#### WORK TO COMPLETE:
Set down all of the records below exactly, please, omitting the images.

#### THE RECORDS:

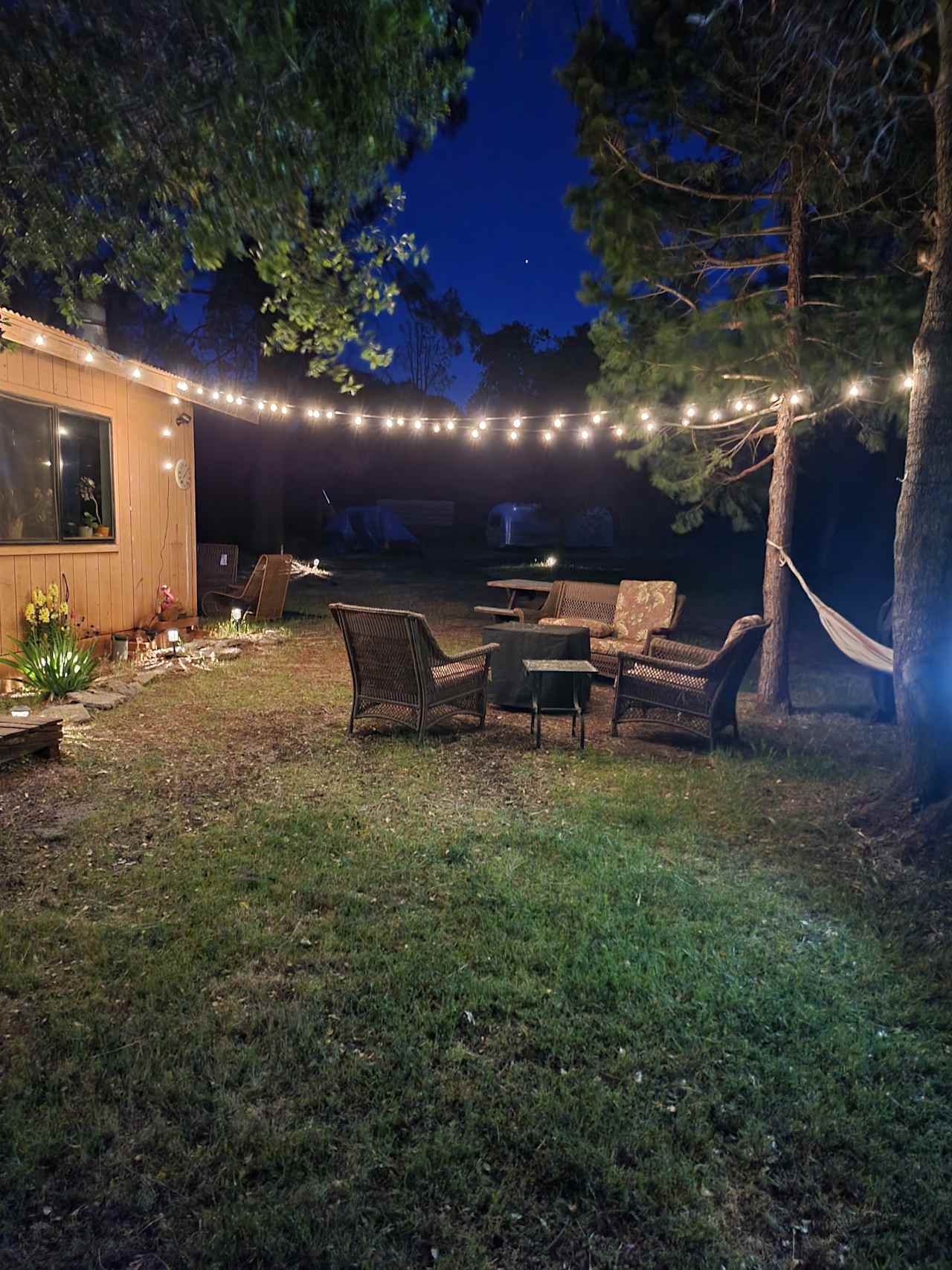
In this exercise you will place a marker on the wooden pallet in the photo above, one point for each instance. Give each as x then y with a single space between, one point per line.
21 737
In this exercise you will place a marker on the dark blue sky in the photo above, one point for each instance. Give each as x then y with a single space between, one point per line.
488 202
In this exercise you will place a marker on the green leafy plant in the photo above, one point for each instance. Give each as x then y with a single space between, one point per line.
55 663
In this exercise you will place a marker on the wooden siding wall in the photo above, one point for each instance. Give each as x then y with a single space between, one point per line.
112 585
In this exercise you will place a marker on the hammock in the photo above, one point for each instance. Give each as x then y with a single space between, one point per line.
847 638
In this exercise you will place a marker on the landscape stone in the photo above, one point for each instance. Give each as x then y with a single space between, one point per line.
97 700
64 713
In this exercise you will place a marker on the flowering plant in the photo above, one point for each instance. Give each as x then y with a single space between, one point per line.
50 658
46 611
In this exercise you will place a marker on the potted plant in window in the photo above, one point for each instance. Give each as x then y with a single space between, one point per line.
91 522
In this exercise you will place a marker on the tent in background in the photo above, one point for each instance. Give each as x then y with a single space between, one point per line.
368 528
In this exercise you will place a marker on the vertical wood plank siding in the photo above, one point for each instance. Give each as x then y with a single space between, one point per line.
112 585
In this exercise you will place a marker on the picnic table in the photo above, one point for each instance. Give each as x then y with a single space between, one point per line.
521 594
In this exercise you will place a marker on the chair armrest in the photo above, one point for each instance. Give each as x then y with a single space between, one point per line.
657 663
470 654
672 650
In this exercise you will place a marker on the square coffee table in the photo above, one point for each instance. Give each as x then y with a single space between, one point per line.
536 668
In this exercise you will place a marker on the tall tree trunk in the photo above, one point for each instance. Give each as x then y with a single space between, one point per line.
922 612
774 686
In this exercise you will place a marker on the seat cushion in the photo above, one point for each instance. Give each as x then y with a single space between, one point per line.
598 630
743 623
643 607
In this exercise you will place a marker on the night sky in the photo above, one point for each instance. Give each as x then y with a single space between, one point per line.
488 202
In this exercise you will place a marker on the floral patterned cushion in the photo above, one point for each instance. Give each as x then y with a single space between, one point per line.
596 628
643 607
743 623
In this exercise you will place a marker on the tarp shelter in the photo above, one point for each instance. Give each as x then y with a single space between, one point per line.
370 528
521 525
591 528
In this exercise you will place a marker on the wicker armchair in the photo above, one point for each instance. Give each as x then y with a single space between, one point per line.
689 689
402 673
263 594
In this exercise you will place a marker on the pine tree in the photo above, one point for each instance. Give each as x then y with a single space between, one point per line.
752 283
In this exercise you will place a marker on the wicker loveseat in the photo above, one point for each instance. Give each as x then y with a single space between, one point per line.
402 673
620 619
689 689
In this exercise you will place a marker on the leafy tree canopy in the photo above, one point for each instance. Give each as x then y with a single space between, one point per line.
705 129
141 141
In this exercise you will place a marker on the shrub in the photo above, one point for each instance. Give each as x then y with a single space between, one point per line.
50 658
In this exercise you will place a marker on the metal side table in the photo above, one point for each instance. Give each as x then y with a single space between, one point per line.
536 668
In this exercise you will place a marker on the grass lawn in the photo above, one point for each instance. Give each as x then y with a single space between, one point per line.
272 997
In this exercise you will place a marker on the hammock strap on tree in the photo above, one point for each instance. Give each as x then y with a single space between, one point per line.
847 638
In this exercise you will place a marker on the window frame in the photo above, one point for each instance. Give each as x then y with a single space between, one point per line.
55 409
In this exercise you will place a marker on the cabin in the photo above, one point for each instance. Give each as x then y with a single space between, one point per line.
97 455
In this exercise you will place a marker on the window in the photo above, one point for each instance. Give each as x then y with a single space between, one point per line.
56 479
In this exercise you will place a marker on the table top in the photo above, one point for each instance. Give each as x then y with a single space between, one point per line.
521 585
550 664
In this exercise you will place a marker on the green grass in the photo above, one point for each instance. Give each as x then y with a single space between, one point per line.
278 998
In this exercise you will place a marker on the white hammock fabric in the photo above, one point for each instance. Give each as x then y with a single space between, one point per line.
847 638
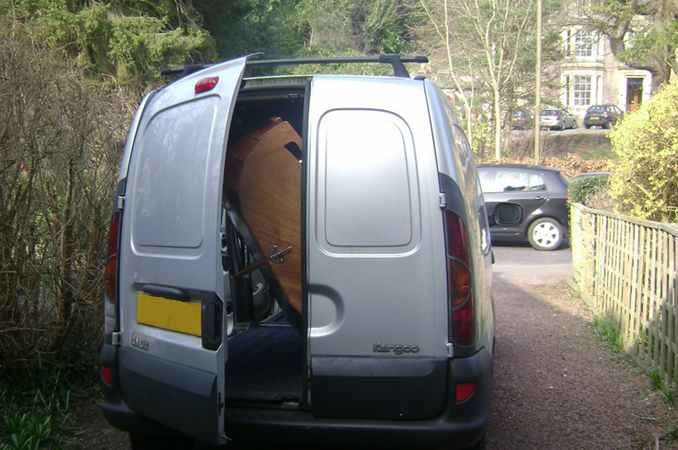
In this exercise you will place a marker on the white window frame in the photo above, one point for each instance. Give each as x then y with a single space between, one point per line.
583 44
582 90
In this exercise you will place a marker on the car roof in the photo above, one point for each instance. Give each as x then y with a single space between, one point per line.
520 166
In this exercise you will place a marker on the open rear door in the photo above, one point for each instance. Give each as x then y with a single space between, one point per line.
173 290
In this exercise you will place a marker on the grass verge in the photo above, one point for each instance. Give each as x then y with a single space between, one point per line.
35 412
606 329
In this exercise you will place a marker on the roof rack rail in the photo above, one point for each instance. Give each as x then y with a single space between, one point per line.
394 60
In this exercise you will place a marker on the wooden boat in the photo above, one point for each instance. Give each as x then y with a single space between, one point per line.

#### OUTPUT BELOW:
In this exercise you will place a marker on the wooden pallet in the photo above, one point for each instance. Give each as x then y with a single space between, one point per line.
21 737
In this exercise you will place a marker on the dark blue sky in the photo above, one point for each instance. Give each as x then y with a single space between, one point per line.
488 202
In this exercise you will place a marker on the green leafy plant in the photo above, one point for each instance. Give each as x then y with a single space between, one point per line.
55 663
In this exercise you will place a marker on the wooden siding wall in the photo above, one point for each instance. Give each as x then y with a single space between, one point per line.
112 585
In this exercise you will place a marker on the hammock in the photo above, one point for each instance. Give each as x then y with a single space between, one point per line.
847 638
In this exercise you will place a marker on the landscape stone in the photo above, one point for each instance. Give each as x then y with a single space between, one point per line.
97 700
64 713
In this exercise you will place a marker on the flowering plant in the photo above, one point for each instance. Give each as x then y with a single space between, one point per line.
50 658
46 611
In this exercise you will place a marker on the potted plant in window in the photo above, one point for each instance. Give each as x then y with a single space between, one point per line.
91 522
In this exercise you will place a marker on the tent in background in the photo above, one point for each instance. Give each as x then y with a single space between, one point per line.
368 528
In this exercise you will place a marker on the vertical wood plank siding in the photo above, one point for each instance. Give each as x then y with a single space between, one point per line.
112 585
In this exercise you will place a marker on the picnic table in the photo above, one point for each instance. Give each as x then y with a single space between, one point per line.
521 594
In this exercise you will place a marker on the chair armrest in the photo above, one point for each instance. Give each as x then y with a single space between, one point per line.
657 663
470 654
672 650
In this exercise you will place a marker on the square coffee table in the photo above, one point for each instance. Give each as x then y with a single space between, one point per line.
536 668
In this exercise you will place a marker on the tall tree trunk in the photo above, one point for each instance. Give each as x then y with a single space between, one point per line.
922 612
774 686
In this exercise you will place a marker on the seat cushion in the photo above, one point for each instance. Give each as x then y with a single space between, one point per line.
598 630
743 623
643 607
In this exercise you will place a marker on the night sky in the photo above, one point for each instance. Give each as x then y with a single space between, one point per line.
488 202
In this exercise you will place a marker on the floral patterned cushion in the photo above, one point for each instance. Give each as x then y with a single space between, one point per line.
596 628
643 607
743 623
In this exercise you will place a marker on the tarp shelter in the photo above, one point for each instance. Give each as x then y with a single space between, one point per line.
370 528
521 525
591 528
In this exercise you will place a marker on the wicker armchair in the photo above, one point for each instance. Give each as x then y with a single space between, one point per line.
689 689
402 673
263 594
In this exercise you will place a marker on the pine tree in the photo above, one point for each instance. Give each as x then y with a single space between, one point per line.
752 283
In this exercise you will place a marker on the wicker loveseat in the photo above, one point for each instance. Give each as x then y with a single space between, one point per line.
402 673
620 619
689 689
In this exercise you will place a marker on the leafy tree canopy in the photo above, one point for each instance. Give each as x then y with a single space between, one point per line.
705 129
141 141
In this exercise you will place a marker on the shrub in the photo above, one point for each instance. Give each as x then y with a single space between, one point per line.
50 658
In this exercise you will place a marker on the metal side table in the photo above, one point for each instance. Give each as x then y with a single space between, one point per line.
536 668
In this exercise you will place a marker on the grass lawn in the photo above, one point for each instance. Give each as x then y with a single space between, one point per line.
272 997
In this exercise you will place a marker on the hammock strap on tree in the photo above, one point for each instance. Give each as x then y with a single space between, one point per line.
847 638
In this exercise you will place a marker on the window frame in the photo above, one point for each instance. Give each as x then y with a single space between, one point per line.
55 409
In this exercise you will place a marker on the cabin in the photo above, one point for each instance. Give each as x then y with a single space between, one point per line.
97 455
In this exercise you will place a marker on the window in the photo above, one point for each instance. Give each as x then y with a single space between, one point per line.
56 479
In this exercise you will place a marker on the table top in the photo above, one point for each instance. Give each as x then y with a single space between, one point per line.
521 585
550 664
In this exercise you will place a marker on the green grass in the photo above, one point for each instance. Give each as x then y with a single space between, one point per line.
278 998
In this exercise you will place a marker on the white hammock fabric in the photo above, one point for each instance. Give each as x then y with a single space between, one point per line.
847 638
In this exercise you will place a marker on the white window frame in the photo above, one point for each instance. Give each as x then y with a single space between, one point per line.
583 44
582 90
In this exercise you will place a marker on the car roof in the photo above, one point for each instance. Give each as x then y with a single space between, one point per line.
520 166
In this exercise you will place a marker on the open rear door in the photo above, one point for each instance. Give each as x then y with a single space between, one point per line.
173 290
In this exercise you will place a marker on the grass verge in the photo above, one point for each instance. Give each as x then y with a single space between, one point per line.
35 412
606 329
In this exercise you will place a marker on the roof rack rail in the photo above, one point for each instance. Give each as x then y with a single space between, one point per line.
394 60
In this exercise you will place a marker on the wooden boat in the photo above, one point for each instance. Give each as x then y with a single space between, one point per line.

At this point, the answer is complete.